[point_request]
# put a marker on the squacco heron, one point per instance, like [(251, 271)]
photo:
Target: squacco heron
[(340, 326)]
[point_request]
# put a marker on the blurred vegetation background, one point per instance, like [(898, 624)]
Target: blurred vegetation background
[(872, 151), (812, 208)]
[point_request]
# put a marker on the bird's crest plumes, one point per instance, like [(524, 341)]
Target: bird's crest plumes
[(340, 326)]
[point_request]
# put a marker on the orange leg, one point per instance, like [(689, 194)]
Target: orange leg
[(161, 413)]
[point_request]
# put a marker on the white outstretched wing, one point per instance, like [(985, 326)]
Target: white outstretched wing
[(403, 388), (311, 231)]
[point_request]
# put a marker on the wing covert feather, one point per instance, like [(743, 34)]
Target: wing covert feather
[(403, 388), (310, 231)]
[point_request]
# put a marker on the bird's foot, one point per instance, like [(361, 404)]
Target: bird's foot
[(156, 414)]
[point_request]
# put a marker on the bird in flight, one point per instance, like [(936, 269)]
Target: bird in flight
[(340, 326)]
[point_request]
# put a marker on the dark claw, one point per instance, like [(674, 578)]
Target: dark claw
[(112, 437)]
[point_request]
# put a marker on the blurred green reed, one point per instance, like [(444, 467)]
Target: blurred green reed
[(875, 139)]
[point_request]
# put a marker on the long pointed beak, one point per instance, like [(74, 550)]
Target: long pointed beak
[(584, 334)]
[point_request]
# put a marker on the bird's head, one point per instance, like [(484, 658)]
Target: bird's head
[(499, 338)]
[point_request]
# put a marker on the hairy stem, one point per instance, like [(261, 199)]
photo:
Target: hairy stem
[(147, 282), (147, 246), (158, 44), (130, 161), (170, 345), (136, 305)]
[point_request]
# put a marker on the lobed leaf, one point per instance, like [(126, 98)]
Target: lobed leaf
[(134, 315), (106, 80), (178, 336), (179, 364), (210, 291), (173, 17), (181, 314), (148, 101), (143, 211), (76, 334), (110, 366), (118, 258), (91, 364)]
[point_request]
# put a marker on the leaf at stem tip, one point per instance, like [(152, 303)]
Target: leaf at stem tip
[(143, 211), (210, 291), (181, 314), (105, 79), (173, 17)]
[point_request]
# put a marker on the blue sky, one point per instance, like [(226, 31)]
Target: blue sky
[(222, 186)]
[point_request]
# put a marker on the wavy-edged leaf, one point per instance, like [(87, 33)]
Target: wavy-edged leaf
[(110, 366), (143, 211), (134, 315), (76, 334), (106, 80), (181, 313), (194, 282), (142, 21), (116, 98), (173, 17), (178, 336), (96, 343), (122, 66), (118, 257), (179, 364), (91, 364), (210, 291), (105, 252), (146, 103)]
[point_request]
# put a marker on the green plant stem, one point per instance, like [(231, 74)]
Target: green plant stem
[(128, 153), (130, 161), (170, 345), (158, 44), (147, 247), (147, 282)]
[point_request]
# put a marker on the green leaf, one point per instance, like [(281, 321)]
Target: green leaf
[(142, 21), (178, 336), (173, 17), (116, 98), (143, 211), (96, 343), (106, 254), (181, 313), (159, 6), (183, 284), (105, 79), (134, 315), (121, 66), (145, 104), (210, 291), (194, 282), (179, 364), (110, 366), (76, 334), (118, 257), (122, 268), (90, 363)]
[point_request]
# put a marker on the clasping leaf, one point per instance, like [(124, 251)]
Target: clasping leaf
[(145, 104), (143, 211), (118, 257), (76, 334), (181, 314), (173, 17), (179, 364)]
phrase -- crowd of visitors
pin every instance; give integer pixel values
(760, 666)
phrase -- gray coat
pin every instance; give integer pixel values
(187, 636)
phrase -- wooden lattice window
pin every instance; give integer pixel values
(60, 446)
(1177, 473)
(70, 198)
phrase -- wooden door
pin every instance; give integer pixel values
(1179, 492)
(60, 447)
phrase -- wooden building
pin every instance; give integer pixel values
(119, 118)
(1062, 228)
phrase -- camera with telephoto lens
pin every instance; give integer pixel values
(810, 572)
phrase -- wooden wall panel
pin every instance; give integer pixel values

■ ■ ■ ■

TASK BRIEF
Look through the entries above and find each line where the word "phrase" occurs; copy those lines.

FINISHED EXERCISE
phrase -- crowd of visitors
phrase -- gray coat
phrase -- wooden lattice window
phrase -- wooden door
phrase -- wooden building
phrase -- camera with telephoto lens
phrase -- wooden wall panel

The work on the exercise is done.